> WHAT THIS TASK INVOLVES: Run through the data and copy out every line that mentions the word "blurred".

Source records

------------------------------

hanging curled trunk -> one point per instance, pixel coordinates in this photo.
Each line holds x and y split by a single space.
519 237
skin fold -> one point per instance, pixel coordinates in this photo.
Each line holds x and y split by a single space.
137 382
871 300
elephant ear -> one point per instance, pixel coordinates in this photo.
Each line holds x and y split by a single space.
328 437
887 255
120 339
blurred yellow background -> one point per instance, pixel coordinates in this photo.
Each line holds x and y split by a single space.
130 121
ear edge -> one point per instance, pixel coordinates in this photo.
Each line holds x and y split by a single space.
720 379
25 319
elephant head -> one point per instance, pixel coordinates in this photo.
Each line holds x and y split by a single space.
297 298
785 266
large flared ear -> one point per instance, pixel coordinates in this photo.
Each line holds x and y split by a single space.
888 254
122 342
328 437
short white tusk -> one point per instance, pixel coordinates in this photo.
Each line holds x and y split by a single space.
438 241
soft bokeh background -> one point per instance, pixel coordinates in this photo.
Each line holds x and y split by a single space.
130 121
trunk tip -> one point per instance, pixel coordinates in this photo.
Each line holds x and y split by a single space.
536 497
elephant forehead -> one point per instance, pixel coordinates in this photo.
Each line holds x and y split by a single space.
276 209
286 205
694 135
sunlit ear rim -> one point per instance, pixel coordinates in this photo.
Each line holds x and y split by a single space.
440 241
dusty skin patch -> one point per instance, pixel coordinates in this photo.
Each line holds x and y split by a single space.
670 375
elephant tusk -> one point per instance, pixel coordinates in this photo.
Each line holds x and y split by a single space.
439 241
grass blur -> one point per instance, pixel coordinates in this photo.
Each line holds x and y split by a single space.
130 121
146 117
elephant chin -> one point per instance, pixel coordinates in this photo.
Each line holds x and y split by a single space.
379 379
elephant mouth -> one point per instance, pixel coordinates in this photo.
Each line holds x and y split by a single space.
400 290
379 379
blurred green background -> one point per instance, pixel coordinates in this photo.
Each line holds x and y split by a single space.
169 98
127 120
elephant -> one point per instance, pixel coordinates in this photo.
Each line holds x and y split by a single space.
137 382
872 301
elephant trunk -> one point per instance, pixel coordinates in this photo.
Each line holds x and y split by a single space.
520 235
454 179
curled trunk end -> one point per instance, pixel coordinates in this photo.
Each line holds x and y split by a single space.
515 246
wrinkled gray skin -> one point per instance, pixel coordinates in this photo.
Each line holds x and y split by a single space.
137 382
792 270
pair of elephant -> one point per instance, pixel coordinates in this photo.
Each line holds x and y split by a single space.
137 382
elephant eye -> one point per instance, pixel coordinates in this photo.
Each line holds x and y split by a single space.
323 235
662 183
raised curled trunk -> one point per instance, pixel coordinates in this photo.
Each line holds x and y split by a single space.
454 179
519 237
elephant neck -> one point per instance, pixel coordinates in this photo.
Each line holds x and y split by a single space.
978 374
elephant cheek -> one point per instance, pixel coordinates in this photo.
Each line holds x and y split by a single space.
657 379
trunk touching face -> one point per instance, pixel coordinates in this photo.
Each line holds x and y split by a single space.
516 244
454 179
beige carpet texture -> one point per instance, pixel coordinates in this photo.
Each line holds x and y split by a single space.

------------------------------

> ANSWER SECTION:
blurred yellow background -> one point per instance, pixel coordinates in this photo.
blurred green background -> one point per instance, pixel coordinates in this photo.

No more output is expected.